Your task — Output range, inclusive: from the line containing "Practice. Find the duck wing" to the line containing "Practice. Find the brown". Restate those lines from the data below word for word and only those.

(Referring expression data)
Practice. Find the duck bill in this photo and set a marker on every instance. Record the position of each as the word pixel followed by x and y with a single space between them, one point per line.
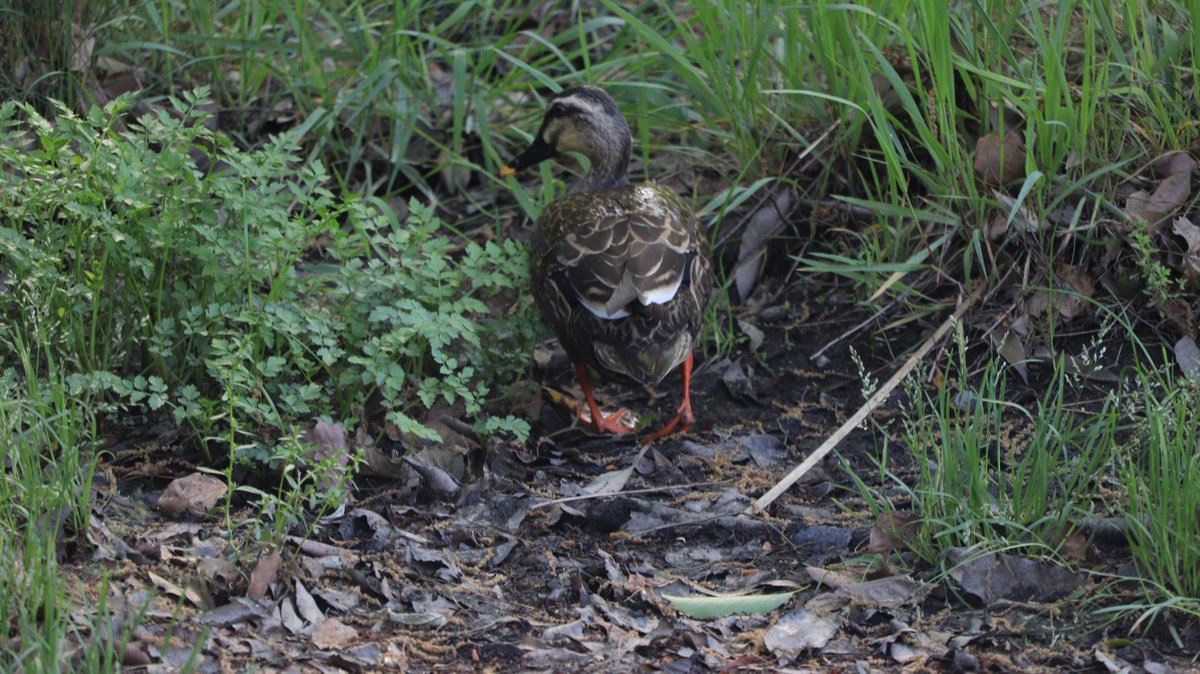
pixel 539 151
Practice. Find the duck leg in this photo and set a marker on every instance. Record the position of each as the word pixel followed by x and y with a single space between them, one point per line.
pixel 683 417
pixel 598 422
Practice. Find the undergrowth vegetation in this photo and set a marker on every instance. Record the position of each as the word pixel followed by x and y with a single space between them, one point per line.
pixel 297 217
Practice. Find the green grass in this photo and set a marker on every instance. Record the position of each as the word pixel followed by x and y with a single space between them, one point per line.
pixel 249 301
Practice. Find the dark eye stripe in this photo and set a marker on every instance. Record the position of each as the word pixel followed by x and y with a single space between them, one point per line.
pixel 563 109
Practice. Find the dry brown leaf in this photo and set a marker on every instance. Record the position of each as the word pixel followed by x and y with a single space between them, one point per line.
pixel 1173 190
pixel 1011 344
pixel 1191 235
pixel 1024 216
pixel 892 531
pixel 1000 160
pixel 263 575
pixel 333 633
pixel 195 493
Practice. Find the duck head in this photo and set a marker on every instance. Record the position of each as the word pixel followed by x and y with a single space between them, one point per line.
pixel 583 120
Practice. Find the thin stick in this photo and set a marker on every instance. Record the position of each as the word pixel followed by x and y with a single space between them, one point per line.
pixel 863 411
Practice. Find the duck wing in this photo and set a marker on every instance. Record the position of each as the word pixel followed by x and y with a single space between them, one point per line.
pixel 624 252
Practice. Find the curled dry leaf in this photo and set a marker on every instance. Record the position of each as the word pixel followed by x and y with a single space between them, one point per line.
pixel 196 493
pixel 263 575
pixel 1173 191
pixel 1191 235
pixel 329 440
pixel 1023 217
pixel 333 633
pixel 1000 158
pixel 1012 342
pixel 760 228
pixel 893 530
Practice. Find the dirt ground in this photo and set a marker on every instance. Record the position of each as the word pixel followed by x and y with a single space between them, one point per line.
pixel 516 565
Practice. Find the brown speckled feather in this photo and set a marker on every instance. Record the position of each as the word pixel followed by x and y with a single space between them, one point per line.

...

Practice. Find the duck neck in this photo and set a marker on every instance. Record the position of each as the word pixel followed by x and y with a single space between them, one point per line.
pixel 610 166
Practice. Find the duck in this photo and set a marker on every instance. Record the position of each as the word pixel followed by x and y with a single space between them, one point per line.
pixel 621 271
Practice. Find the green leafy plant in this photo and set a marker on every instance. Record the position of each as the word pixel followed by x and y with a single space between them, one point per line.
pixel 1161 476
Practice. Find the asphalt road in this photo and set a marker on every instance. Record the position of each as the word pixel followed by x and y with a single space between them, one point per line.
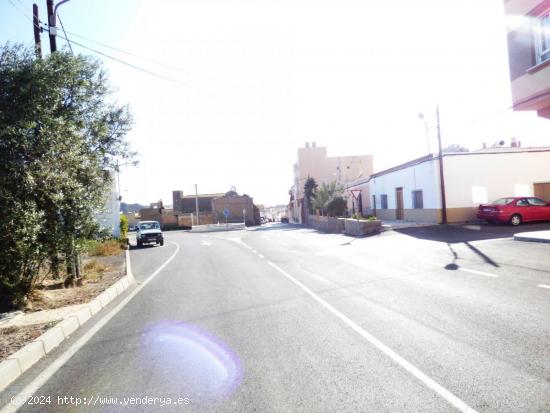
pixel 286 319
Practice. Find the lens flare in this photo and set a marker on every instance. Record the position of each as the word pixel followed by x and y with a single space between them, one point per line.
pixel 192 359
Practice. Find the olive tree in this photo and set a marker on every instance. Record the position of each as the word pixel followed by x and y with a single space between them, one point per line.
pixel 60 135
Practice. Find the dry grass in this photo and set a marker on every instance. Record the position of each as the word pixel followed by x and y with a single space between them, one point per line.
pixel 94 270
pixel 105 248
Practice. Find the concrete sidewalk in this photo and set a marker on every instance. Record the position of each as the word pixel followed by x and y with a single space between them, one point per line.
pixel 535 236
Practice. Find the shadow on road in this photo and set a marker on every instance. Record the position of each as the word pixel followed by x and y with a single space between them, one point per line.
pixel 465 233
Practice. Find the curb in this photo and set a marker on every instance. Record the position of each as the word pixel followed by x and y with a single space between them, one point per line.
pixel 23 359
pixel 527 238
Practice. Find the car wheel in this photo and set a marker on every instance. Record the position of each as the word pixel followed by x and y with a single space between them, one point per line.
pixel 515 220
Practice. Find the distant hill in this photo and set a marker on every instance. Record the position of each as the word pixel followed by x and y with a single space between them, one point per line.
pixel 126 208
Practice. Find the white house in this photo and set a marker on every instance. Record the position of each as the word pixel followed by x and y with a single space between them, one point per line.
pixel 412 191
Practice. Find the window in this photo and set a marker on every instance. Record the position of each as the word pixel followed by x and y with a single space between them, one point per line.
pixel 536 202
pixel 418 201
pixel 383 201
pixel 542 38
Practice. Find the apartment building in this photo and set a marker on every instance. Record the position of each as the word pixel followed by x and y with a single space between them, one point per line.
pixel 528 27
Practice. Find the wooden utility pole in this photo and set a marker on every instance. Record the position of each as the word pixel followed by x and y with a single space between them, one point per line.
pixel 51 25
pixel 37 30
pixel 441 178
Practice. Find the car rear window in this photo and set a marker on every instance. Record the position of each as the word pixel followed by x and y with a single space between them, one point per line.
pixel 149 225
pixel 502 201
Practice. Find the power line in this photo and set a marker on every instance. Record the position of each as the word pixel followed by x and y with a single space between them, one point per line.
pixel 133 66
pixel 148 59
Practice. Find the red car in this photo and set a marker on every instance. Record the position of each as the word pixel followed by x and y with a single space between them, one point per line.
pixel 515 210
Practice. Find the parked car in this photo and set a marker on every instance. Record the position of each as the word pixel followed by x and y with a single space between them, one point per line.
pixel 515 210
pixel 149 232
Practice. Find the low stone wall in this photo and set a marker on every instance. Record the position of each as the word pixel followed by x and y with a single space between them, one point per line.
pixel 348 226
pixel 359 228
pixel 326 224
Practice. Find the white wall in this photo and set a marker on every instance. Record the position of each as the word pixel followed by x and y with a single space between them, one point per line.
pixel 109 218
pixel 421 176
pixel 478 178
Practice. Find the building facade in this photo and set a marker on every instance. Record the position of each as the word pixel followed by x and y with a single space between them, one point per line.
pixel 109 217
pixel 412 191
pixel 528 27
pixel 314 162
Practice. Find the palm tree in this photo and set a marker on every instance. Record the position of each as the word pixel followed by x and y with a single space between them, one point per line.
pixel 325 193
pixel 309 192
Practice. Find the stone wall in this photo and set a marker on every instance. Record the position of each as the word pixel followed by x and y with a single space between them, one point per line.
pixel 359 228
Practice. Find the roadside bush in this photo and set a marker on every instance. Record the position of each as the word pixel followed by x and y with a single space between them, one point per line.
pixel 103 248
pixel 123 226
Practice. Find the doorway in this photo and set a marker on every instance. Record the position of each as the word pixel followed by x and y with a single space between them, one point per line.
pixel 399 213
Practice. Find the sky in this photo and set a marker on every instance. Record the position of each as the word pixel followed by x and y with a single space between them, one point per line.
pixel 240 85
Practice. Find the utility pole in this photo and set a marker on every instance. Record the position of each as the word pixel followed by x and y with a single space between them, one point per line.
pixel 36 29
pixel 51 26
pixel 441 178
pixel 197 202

Problem solution —
Practice. Find the duck wing in this photo and set a marker on every instance. Record the position of each as the word pixel followed by x and y with a single space between them, one point per line.
pixel 624 252
Practice. Find the curled dry leaf in this photo and set a marker on every instance. Record the position of each as the word pixel followed by x and y with a single space between them, one point per line.
pixel 196 493
pixel 263 575
pixel 1173 191
pixel 1191 235
pixel 329 440
pixel 1023 217
pixel 333 633
pixel 1000 158
pixel 1012 342
pixel 760 228
pixel 893 530
Practice. Find the dirt ground in this photo and set a marker on every instance. Record the position of each as the word pixel followed by x and y with a single space between them, one point per line.
pixel 516 565
Practice. Find the brown speckled feather in this photo and set a marker on every instance. Record the position of each as the word pixel followed by x and y with a single space between them, one point per line.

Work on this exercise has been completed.